> **Given request**:
Return each line of the material below that contains the string "overcast".

══════════

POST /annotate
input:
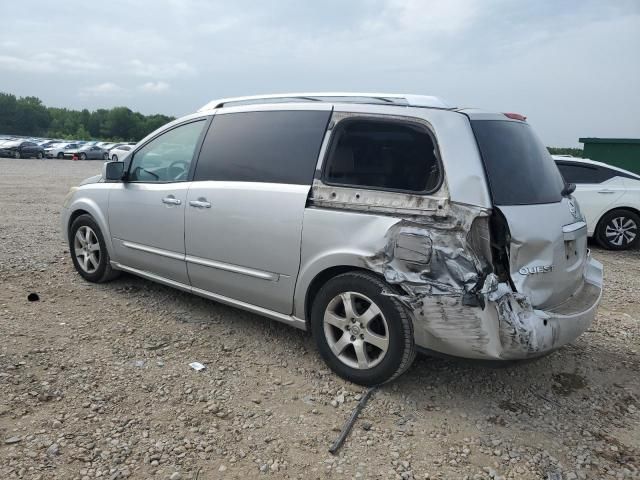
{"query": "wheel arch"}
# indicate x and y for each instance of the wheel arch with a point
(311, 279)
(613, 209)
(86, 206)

══════════

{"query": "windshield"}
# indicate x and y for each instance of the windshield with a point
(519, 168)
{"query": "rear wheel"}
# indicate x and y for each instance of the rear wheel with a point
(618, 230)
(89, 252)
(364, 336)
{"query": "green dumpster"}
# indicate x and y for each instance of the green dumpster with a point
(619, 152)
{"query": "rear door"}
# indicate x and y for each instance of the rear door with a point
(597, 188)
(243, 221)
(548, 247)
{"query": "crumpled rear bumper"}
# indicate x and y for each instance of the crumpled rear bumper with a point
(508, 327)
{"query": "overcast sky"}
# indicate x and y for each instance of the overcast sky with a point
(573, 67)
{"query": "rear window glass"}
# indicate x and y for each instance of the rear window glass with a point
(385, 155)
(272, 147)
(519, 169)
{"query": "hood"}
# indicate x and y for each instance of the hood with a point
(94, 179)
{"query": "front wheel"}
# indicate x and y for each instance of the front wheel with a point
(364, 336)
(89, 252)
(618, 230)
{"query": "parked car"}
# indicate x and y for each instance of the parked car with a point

══════════

> **Result of the task**:
{"query": "overcast sky"}
# indicate x and y for each instance of the overcast sky with a point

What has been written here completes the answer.